PASSAGE PROVIDED:
───

A challenge in creating and maintaining a bilingual blog is that it makes it difficult to choose the language for writing a specific post. Most of what I have written in Mundo Citizen has been in English, with a bit of sprinkled Spanish text here and there. Interestingly, I sometimes have visitors from Mexico and other Spanish speaking countries which at times has motivated me to write more in Spanish, or at least to try to create bilingual posts that may be of interests to both Spanish and English speaking followers.
However, I am frequently pressed for time to write in general and more so to spend more the time for the translations of texts, which is why I have generally sided with choosing the language I will write a post based on theme or topic anticipating the type of followers that will be interested in what I have to say.
My fellow Mexican compatriots might be a bit hurt if I tell them they have generally not been a priority in my writing. Then again, but I am quite certain any hurt caused by this doesn’t even compare to how I feel about the dismissive comments I received time after time on my post-deportation struggles, particularly on my US re-entry ban countdown I set up to bring visibility the time I have not been back stateside. Some of the recurring offender comments include:
“What’s the big deal? You are back your home country. This is your home.”
“Why do you want to go back to the country that doesn’t even want you?”
“Now that Trump is in office, you should just boycott the U.S. and travel somewhere else”
“Why don’t you go to Canada?”
And the list goes on and on with some variation of these.
I’m tired of answering and trying to make people understand the concept of home and the emotional displacement you undergo when you are FORCED to (as opposed to choosing to) leave any place that has become part of you. Who knows, perhaps if I had continued to live in the U.S. with the uphill battle that it is to be without legal status I may have decided to leave at one point, but I didn’t get to choose.
This is the thing that people seem to miss; there is an emotional component that is bigger than what is rational or practical about one’s own wants and desires on being part of something – of staying, of leaving. You are left with an unfillable void that it is hard to comprehend or relate unless you have experienced something like it. On top of that, particularly in Mexico, I constantly face a resistance from others to listen to this aspect of my story. Wanting to leave or to return to where home once was is interpreted as unpatriotic or as if I am rejecting my country of origin. At the same time, it has nothing to do with either.
That’s why I have chosen to keep my weekly post-deportation countdown journaling in English (at least for the time being). I’m done with explaining myself and wasting my time translating a message to an audience that has been unwilling to hear it for 9 years. English has become a language of comfort to this survivor of displacement. It is the language that makes me feel understood.

───

ACTIVITY:
In the blog post about writing a bilingual blog after deportation, in which language is the weekly post-deportation countdown journaling being kept?

───

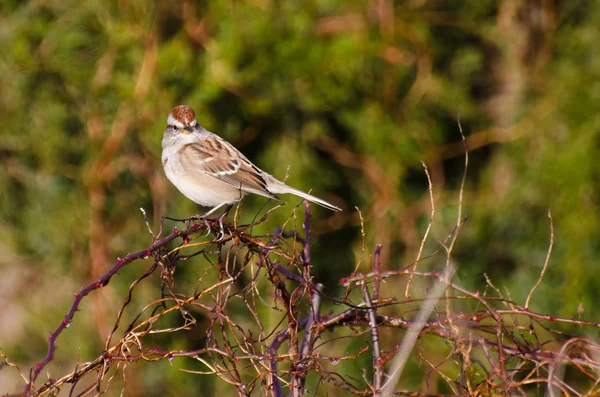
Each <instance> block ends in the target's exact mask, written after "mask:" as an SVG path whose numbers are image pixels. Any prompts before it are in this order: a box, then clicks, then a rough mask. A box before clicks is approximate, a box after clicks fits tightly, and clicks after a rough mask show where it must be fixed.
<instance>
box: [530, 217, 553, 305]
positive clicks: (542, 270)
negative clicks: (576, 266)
mask: <svg viewBox="0 0 600 397" xmlns="http://www.w3.org/2000/svg"><path fill="white" fill-rule="evenodd" d="M548 218H549V219H550V245H549V246H548V253H547V254H546V260H545V261H544V266H543V267H542V271H541V272H540V277H539V278H538V281H537V282H536V283H535V285H534V286H533V288H531V291H529V294H528V295H527V300H526V301H525V309H529V301H530V300H531V296H532V295H533V291H535V289H536V288H537V287H538V286H539V285H540V284H541V283H542V279H543V278H544V274H545V273H546V269H547V268H548V263H549V262H550V255H551V254H552V247H553V246H554V222H553V221H552V212H550V210H548Z"/></svg>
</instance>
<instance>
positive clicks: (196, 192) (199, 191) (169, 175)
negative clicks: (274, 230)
mask: <svg viewBox="0 0 600 397" xmlns="http://www.w3.org/2000/svg"><path fill="white" fill-rule="evenodd" d="M162 147H163V152H162V162H163V167H164V169H165V174H166V175H167V178H169V180H170V181H171V182H172V183H173V185H175V187H177V189H179V191H180V192H181V193H183V195H184V196H186V197H187V198H189V199H190V200H192V201H193V202H195V203H197V204H200V205H201V206H204V207H212V209H211V210H210V211H208V212H207V213H206V214H204V215H203V217H206V216H208V215H210V214H212V213H214V212H215V211H216V210H217V209H219V208H220V207H222V206H224V205H227V206H228V207H227V210H226V211H228V210H229V208H231V205H232V204H233V203H235V202H238V201H240V200H241V199H242V197H243V196H244V195H246V194H248V193H254V194H259V195H261V196H265V197H268V198H271V199H276V200H278V199H279V198H278V197H277V194H280V193H291V194H294V195H296V196H299V197H302V198H304V199H306V200H309V201H312V202H313V203H316V204H319V205H321V206H323V207H325V208H328V209H330V210H333V211H341V208H339V207H336V206H335V205H333V204H330V203H328V202H327V201H325V200H321V199H320V198H318V197H315V196H312V195H310V194H308V193H305V192H303V191H301V190H298V189H294V188H293V187H290V186H288V185H286V184H285V183H283V182H281V181H280V180H278V179H276V178H275V177H273V176H272V175H270V174H267V173H266V172H264V171H263V170H261V169H260V168H258V167H257V166H255V165H254V164H252V163H251V162H250V160H248V159H247V158H246V157H245V156H244V155H243V154H242V153H240V152H239V151H238V150H237V149H236V148H234V147H233V146H232V145H231V144H230V143H229V142H227V141H225V140H224V139H222V138H221V137H219V136H217V135H215V134H213V133H212V132H209V131H207V130H205V129H204V128H202V126H200V125H199V124H198V123H197V122H196V114H195V113H194V110H193V109H192V108H190V107H189V106H184V105H181V106H177V107H175V108H174V109H173V110H171V113H169V118H168V119H167V129H166V130H165V134H164V137H163V141H162Z"/></svg>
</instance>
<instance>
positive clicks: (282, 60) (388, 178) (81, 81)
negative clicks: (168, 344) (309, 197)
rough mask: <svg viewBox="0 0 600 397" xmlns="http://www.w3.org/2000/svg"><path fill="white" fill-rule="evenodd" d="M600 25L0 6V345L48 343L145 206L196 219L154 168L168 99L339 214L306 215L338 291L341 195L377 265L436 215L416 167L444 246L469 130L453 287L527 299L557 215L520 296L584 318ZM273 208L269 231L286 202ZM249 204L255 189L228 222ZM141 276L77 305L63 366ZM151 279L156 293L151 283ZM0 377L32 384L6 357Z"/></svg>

───

RESULT OF THIS TASK:
English